## Problem to solve
Leave out any picture and return the remaining listing below exactly as given.

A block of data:
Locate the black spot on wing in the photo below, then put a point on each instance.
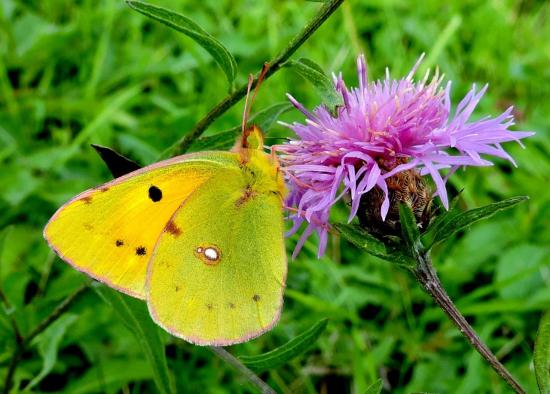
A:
(155, 194)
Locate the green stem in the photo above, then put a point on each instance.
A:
(275, 65)
(23, 344)
(251, 376)
(427, 276)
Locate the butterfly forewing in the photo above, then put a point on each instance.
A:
(218, 271)
(109, 232)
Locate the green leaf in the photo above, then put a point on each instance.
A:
(226, 139)
(115, 374)
(315, 74)
(375, 388)
(453, 221)
(541, 356)
(363, 240)
(186, 26)
(286, 352)
(134, 314)
(48, 344)
(409, 230)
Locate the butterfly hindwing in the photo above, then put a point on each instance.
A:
(218, 271)
(109, 232)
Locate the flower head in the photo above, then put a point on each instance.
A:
(384, 128)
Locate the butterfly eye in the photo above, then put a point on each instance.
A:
(210, 255)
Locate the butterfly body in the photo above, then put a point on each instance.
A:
(198, 236)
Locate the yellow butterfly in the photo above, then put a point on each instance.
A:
(199, 237)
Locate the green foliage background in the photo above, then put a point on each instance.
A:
(73, 73)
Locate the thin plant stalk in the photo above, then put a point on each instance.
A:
(275, 65)
(427, 277)
(48, 320)
(246, 372)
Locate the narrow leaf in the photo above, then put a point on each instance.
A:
(226, 139)
(134, 315)
(409, 229)
(321, 82)
(453, 221)
(186, 26)
(541, 356)
(363, 240)
(374, 388)
(288, 351)
(48, 345)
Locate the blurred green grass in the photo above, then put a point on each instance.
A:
(74, 73)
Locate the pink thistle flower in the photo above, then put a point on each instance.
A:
(384, 128)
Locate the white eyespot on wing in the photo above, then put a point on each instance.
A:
(209, 255)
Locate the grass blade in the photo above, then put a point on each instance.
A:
(288, 351)
(186, 26)
(226, 139)
(320, 81)
(133, 313)
(454, 220)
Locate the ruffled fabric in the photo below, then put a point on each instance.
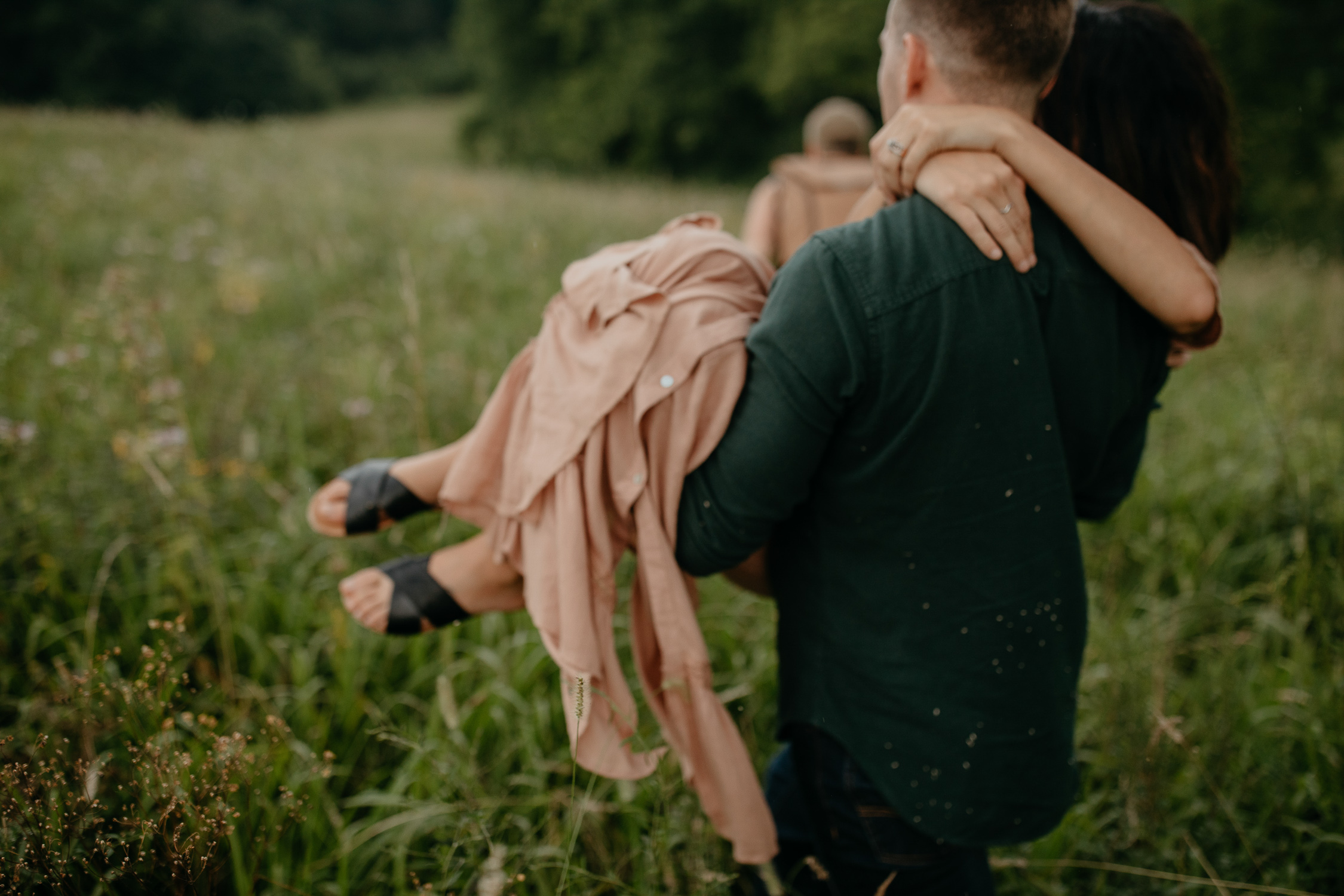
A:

## Task solution
Locate the black spot on wing in the photo below, then put a point on each instance.
A:
(155, 194)
Locate the green stem in the photo above, then put a point on each instance.
A:
(275, 65)
(23, 344)
(251, 376)
(427, 276)
Locate the butterfly forewing in the photo above, then put a point on each instance.
A:
(218, 271)
(109, 232)
Locate the green leaf in the photo above, then put a point on each instance.
A:
(226, 139)
(115, 374)
(315, 74)
(375, 388)
(453, 221)
(541, 356)
(363, 240)
(186, 26)
(286, 352)
(134, 314)
(48, 344)
(409, 230)
Locate the butterfly hindwing in the photo above, then put a point on each instance.
A:
(218, 271)
(109, 232)
Locate the flower head in the photo above, then put a point on each instance.
A:
(384, 128)
Locate the butterfly eye in the photo above, then put a point on each instance.
A:
(210, 255)
Locate the butterfly body in the photo above, then put a point on each instance.
A:
(198, 236)
Locate the yellow butterfly in the photo above, then put a point on each instance.
A:
(199, 237)
Locate the green foliage background in the photo above, then put a point on each instance.
A:
(73, 73)
Locate the thin plant stalk in the photo above, then put a point on each instance.
A:
(275, 65)
(427, 277)
(48, 320)
(246, 372)
Locate the narrow leaf in the photo above, then put a point on each instance.
A:
(226, 139)
(134, 315)
(409, 229)
(321, 82)
(453, 221)
(186, 26)
(541, 356)
(363, 240)
(374, 388)
(288, 351)
(48, 345)
Locate the blurred green grass in the photo above, then put a point on each instance.
A:
(74, 73)
Locate the pink thistle flower in the photo above, then put a point on each instance.
A:
(384, 128)
Locate the white eyespot on wing in the photo above, then put a point on each instance.
A:
(209, 255)
Locate the grass blade in the photo above, then put a point on each instance.
A:
(288, 351)
(186, 26)
(226, 139)
(320, 81)
(133, 313)
(454, 220)
Locate the ruffled fabric in the photo below, then put a point on each instance.
A:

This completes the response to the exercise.